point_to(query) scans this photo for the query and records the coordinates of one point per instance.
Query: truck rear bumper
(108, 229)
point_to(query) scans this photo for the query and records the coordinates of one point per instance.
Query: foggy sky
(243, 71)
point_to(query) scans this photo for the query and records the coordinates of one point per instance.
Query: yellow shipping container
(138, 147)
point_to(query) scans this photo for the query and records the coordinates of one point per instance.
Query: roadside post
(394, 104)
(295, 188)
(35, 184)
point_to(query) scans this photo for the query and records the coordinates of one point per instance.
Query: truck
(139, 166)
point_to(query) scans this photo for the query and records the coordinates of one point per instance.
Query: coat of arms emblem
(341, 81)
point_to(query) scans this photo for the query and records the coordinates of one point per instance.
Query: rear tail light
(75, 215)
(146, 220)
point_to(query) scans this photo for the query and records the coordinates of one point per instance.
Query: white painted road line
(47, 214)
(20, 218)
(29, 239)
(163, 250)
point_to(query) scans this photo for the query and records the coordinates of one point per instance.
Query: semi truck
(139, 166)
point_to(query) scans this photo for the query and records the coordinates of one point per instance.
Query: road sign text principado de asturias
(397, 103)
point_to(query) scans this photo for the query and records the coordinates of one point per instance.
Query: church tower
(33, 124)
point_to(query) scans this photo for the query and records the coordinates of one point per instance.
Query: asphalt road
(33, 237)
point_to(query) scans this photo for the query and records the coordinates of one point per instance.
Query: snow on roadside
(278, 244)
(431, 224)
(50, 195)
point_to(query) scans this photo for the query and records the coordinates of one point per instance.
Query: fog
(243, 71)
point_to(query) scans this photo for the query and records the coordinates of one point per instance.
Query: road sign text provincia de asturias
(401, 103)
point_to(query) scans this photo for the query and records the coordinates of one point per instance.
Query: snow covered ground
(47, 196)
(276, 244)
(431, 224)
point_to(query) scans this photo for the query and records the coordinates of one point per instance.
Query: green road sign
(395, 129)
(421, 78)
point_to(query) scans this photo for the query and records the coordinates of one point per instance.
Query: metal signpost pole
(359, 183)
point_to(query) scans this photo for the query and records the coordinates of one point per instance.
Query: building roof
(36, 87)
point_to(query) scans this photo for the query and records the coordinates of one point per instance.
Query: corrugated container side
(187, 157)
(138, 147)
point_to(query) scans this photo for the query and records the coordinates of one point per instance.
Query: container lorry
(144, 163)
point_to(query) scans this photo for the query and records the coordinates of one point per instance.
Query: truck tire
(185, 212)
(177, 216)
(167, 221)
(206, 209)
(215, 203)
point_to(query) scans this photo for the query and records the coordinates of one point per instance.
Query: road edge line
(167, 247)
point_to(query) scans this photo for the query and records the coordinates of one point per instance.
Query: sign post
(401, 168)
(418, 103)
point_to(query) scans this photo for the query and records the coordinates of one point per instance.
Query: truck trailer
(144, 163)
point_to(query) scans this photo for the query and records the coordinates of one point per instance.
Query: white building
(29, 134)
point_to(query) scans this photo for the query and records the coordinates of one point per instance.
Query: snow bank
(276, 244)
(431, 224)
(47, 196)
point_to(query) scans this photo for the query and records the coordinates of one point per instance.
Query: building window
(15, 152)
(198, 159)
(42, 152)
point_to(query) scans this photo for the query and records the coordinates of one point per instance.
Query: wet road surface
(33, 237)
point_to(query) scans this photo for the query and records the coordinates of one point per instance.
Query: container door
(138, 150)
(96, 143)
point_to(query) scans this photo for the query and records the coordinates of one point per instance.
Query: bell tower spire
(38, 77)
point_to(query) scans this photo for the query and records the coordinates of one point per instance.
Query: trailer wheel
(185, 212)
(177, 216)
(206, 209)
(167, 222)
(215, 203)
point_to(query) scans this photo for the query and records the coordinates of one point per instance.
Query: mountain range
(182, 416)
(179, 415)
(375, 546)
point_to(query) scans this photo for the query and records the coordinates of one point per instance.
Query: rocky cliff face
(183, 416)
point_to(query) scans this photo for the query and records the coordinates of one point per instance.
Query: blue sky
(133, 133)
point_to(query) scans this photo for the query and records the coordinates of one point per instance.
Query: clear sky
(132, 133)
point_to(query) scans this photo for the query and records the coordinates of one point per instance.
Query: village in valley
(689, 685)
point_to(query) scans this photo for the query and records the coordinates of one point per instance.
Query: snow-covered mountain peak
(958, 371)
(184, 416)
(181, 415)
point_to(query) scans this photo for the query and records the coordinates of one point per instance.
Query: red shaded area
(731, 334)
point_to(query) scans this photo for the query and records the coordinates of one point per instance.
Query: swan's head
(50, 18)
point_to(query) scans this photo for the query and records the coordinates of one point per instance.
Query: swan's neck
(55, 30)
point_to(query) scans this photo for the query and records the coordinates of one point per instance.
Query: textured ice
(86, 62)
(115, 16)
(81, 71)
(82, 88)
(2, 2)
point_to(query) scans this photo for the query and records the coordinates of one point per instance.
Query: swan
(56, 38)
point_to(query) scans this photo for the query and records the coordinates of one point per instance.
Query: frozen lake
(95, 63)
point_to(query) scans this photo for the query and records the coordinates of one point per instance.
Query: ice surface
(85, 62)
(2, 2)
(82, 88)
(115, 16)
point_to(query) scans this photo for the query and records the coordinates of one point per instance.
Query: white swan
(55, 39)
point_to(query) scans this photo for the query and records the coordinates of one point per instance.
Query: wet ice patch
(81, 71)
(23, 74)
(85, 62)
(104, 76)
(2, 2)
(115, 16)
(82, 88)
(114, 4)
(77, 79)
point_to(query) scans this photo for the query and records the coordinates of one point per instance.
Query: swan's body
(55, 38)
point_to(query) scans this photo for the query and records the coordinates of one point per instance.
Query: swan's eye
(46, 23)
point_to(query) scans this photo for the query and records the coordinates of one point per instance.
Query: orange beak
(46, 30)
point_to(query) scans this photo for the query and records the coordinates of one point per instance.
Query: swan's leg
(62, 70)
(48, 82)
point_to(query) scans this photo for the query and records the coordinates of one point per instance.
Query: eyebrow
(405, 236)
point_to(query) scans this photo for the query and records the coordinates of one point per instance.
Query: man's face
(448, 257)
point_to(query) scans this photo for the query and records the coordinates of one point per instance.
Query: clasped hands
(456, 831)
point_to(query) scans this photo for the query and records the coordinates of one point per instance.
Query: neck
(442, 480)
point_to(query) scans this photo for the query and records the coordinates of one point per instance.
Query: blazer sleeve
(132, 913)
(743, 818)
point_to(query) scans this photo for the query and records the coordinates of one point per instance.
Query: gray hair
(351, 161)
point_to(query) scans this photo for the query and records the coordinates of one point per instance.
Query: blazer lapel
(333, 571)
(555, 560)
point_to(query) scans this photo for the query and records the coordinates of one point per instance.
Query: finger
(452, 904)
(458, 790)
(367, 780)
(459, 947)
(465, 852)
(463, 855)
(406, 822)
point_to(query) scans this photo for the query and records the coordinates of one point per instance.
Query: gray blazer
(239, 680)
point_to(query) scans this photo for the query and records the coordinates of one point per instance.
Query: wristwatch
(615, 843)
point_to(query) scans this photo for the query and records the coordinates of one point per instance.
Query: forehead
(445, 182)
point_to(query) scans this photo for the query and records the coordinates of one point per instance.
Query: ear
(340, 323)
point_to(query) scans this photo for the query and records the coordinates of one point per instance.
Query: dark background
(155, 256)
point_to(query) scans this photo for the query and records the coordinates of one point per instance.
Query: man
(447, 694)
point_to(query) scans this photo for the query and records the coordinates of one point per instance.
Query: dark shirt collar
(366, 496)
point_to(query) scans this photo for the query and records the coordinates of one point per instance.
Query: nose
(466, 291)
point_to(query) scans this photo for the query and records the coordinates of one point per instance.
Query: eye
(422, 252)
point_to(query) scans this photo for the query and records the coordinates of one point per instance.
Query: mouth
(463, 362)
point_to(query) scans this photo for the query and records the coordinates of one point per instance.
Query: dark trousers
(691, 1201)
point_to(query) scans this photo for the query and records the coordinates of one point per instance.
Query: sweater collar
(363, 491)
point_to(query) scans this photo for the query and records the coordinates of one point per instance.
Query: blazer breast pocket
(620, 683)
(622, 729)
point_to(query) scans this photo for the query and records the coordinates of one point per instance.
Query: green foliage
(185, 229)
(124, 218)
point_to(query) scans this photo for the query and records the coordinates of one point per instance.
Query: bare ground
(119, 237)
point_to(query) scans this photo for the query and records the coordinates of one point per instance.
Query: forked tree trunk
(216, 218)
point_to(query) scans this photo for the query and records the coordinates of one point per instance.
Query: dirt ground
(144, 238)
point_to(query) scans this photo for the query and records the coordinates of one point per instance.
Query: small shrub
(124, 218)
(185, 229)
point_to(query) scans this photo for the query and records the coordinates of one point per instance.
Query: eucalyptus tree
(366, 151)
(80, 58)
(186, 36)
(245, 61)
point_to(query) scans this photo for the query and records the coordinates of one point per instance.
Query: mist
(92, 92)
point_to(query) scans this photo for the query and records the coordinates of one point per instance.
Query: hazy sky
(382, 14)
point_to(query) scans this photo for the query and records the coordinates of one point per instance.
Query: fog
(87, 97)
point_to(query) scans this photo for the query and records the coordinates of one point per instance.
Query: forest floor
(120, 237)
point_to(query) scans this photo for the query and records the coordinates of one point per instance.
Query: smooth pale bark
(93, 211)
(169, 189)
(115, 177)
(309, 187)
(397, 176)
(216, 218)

• • •

● **Exercise prompt**
From the line with "Query: forest floor" to the end of the listing above, set down every line exactly as it appears, both ends included.

● **Solution for this problem**
Query: forest floor
(120, 237)
point_to(query) scans this photo for the query and records the coordinates of one point per instance.
Query: smooth pale bark
(93, 211)
(169, 189)
(115, 177)
(309, 187)
(397, 176)
(216, 218)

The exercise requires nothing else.